* **Exercise**
Reproduce the following material verbatim, omitting the image from your answer.

** BEGIN **

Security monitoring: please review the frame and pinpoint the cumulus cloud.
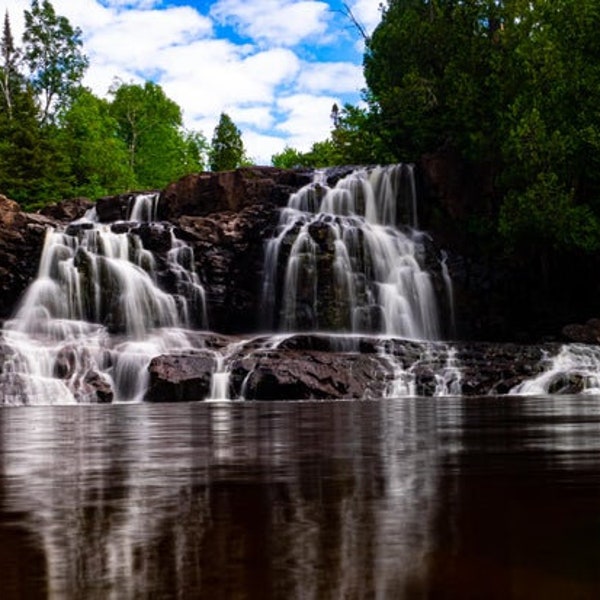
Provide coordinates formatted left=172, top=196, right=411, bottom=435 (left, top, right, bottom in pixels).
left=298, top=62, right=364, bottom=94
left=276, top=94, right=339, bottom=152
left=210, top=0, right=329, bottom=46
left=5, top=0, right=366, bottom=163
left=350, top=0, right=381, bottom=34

** END **

* **Task answer**
Security monitoring: please review the frame and pinpoint the cumulus cloud.
Provide coordinates formatted left=172, top=196, right=411, bottom=435 (left, top, right, bottom in pixels).
left=298, top=62, right=364, bottom=94
left=276, top=94, right=339, bottom=152
left=210, top=0, right=329, bottom=46
left=5, top=0, right=366, bottom=163
left=350, top=0, right=381, bottom=34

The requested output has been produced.